> _Natural language region descriptions_:
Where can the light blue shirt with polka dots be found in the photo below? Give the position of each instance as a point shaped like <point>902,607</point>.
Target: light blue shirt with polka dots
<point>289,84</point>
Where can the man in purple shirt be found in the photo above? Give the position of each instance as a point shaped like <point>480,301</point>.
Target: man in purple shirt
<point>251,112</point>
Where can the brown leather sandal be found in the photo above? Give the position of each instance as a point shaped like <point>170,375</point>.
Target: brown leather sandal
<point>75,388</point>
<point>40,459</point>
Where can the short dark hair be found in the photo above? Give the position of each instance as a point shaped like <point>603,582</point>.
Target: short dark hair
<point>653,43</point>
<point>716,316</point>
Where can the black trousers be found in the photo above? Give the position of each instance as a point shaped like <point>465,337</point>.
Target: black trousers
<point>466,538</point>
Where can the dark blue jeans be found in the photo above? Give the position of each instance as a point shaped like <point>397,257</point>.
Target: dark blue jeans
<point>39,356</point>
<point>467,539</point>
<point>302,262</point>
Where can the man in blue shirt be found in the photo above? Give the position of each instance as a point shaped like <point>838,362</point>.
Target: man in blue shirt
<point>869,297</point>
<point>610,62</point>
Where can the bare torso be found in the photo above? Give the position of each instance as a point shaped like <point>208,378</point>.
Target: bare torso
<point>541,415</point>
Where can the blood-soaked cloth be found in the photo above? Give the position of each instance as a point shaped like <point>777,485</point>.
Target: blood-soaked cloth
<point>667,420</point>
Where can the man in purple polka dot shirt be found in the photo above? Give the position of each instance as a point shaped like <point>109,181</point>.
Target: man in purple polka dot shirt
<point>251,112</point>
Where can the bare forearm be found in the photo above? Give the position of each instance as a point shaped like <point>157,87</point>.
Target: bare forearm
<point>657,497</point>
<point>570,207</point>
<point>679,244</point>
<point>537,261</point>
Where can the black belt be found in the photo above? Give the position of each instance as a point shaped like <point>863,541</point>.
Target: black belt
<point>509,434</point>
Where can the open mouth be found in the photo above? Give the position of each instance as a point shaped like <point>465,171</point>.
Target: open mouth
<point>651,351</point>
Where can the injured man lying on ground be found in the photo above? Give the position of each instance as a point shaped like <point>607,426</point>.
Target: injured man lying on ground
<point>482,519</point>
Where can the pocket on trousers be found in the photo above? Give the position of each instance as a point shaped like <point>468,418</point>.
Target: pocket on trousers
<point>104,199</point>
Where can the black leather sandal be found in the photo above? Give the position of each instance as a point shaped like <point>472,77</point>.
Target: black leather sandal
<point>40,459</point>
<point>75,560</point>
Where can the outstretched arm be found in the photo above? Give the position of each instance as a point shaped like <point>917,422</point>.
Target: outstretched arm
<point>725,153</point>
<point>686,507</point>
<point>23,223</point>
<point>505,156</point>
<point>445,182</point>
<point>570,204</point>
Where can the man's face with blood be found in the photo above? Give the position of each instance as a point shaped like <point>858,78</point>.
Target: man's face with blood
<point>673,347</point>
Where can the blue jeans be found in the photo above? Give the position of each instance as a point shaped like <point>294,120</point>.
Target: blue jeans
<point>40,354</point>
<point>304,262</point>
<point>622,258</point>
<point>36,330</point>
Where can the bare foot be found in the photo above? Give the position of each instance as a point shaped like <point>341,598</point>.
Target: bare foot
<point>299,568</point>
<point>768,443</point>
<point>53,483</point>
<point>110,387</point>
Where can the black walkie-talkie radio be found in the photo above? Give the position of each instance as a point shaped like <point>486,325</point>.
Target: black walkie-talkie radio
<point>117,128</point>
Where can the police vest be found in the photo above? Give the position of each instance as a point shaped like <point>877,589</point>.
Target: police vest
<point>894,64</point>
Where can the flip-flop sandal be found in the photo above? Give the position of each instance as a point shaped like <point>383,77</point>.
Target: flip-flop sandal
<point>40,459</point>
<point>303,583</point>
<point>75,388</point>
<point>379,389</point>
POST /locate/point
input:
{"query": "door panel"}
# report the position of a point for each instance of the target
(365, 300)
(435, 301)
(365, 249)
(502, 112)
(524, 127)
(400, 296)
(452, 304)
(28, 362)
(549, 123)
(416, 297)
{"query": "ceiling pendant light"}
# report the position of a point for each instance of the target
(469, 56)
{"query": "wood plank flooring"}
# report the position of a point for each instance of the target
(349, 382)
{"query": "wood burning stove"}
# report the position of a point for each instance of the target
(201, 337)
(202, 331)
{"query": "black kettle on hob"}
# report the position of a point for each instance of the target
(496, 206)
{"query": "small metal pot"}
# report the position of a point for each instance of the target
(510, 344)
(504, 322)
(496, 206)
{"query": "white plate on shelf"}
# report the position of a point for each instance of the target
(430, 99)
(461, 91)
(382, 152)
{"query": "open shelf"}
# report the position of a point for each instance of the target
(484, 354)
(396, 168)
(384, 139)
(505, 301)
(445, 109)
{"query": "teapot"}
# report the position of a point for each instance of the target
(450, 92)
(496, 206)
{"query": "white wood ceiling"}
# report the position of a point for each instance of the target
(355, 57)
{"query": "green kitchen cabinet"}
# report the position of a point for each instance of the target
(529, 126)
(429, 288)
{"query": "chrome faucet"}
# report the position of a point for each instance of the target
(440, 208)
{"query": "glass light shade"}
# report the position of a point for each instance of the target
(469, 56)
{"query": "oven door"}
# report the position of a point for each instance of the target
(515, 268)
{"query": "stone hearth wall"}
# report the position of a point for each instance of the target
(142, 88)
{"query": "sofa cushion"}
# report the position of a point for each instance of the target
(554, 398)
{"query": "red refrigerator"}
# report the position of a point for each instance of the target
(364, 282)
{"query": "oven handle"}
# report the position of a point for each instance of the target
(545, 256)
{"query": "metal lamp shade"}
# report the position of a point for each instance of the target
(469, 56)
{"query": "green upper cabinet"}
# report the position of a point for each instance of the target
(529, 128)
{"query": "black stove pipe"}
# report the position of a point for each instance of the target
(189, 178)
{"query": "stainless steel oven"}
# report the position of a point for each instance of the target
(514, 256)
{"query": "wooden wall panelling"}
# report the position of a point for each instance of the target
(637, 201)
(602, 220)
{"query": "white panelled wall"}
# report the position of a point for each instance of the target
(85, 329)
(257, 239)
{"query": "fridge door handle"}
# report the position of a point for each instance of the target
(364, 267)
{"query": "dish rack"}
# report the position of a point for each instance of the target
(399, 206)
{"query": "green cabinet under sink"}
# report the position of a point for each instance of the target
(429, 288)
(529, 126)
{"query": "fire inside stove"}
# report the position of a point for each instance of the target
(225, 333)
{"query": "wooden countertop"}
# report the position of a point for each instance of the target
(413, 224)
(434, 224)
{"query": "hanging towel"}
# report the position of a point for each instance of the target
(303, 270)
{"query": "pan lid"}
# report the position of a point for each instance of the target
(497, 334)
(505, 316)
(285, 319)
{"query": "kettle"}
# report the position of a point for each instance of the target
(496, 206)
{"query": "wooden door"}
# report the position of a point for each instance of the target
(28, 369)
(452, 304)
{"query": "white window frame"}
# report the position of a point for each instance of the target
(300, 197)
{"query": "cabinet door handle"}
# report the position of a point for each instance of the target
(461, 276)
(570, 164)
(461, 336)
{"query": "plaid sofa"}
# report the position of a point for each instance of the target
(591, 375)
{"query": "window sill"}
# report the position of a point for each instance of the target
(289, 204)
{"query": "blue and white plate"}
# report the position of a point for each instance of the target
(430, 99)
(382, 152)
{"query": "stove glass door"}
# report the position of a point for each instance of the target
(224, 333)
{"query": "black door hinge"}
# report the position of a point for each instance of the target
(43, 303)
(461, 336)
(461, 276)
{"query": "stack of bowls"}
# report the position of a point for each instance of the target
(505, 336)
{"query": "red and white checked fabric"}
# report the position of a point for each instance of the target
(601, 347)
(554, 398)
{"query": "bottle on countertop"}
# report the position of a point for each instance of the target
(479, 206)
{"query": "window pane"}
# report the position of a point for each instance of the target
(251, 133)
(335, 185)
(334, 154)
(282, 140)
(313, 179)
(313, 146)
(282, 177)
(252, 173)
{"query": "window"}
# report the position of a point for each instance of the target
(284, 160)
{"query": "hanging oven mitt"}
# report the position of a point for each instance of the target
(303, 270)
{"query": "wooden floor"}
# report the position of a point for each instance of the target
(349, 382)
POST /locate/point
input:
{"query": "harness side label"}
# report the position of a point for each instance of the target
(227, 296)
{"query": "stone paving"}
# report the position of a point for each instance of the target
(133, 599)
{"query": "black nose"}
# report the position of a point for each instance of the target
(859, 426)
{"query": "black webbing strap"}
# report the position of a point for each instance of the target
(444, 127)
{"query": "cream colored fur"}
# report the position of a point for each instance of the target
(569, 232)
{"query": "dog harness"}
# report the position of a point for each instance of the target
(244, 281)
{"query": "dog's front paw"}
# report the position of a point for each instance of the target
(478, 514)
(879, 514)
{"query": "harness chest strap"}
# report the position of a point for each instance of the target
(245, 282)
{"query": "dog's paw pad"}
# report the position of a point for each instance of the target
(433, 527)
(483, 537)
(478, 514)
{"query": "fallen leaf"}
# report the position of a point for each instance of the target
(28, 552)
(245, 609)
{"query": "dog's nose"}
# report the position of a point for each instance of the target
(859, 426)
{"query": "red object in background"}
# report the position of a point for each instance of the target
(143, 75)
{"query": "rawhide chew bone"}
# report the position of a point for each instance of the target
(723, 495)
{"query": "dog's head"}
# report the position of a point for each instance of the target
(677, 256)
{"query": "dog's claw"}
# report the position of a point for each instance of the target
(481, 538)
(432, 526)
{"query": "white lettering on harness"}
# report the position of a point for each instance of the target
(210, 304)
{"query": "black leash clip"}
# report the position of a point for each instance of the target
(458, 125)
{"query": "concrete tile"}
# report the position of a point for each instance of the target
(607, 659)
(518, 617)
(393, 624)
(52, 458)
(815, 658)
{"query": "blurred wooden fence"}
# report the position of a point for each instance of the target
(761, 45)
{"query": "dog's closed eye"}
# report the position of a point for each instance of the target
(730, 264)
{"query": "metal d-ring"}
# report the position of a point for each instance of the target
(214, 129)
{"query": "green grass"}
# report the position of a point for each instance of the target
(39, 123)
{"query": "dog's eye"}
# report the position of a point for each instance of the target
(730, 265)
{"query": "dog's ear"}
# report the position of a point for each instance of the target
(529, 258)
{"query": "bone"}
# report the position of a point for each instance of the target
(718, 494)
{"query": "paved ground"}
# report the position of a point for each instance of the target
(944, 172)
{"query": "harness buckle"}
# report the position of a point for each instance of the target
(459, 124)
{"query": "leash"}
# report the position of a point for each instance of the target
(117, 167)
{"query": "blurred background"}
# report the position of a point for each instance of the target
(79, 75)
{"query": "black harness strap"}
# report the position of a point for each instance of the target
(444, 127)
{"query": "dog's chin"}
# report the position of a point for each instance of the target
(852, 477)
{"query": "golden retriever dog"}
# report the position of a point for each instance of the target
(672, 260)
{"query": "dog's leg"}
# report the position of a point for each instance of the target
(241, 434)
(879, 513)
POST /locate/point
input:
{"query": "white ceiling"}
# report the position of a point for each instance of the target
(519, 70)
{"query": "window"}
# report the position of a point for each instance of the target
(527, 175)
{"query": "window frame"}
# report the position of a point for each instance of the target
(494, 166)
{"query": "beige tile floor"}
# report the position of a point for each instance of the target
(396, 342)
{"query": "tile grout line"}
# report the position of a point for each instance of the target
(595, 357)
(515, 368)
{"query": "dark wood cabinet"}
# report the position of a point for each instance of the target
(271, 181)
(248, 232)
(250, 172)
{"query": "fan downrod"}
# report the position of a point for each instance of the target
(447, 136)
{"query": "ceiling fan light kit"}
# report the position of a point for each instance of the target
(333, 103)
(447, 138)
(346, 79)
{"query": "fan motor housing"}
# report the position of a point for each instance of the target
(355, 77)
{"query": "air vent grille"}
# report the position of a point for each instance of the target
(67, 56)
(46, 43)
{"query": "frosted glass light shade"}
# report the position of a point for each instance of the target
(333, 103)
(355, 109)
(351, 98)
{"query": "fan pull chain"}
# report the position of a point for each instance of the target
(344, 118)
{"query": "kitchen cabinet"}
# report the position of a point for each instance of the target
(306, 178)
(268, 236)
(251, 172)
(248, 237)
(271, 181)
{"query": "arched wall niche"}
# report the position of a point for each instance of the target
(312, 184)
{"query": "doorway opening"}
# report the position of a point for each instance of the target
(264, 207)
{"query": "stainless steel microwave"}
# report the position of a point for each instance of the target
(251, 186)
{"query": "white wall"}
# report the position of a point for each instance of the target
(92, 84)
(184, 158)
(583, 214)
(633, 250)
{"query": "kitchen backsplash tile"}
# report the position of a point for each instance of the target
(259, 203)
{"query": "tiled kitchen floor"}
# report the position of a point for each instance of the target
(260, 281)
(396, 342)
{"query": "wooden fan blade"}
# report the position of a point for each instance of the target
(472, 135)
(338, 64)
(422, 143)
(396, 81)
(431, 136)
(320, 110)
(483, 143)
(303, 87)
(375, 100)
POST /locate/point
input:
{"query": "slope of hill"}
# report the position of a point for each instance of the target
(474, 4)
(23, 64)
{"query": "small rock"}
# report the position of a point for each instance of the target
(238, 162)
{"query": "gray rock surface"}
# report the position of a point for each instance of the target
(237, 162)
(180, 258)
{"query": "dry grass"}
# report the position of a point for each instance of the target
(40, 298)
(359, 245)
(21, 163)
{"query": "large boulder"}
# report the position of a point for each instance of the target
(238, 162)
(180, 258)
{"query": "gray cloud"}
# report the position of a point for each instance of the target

> _WORK INSTRUCTION_:
Determine which lines above include the word "shade", and report those lines in full.

> _ANSWER TO THIS EXERCISE_:
{"query": "glass light shade"}
{"query": "metal lamp shade"}
{"query": "frosted glass light shade"}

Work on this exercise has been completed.